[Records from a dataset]
- - -

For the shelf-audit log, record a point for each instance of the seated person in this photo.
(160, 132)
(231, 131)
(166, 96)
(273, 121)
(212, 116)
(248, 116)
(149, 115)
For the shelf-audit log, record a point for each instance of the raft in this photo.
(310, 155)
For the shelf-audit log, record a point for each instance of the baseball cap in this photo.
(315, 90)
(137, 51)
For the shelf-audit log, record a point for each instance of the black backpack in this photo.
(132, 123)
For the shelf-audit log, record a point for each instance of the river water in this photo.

- - -

- [INSTRUCTIONS FOR THE TASK]: Rewrite all of the data above, replacing each occurrence of "shelf-audit log" with "inventory record" and leaving everything else unchanged.

- [THE COMPLETED TASK]:
For the inventory record, record a point for each instance of the seated person in this photo.
(160, 132)
(231, 131)
(166, 96)
(273, 121)
(212, 116)
(248, 116)
(149, 115)
For the inventory record, record a point for each instance of the raft in this photo.
(310, 155)
For the inventory record, record a point for each instance of the baseball cap in this photo.
(315, 90)
(137, 51)
For the inventory record, record a point for each instance of the black backpack in this photo.
(132, 123)
For the inventory record, record a point for each instance of the river water in this photo.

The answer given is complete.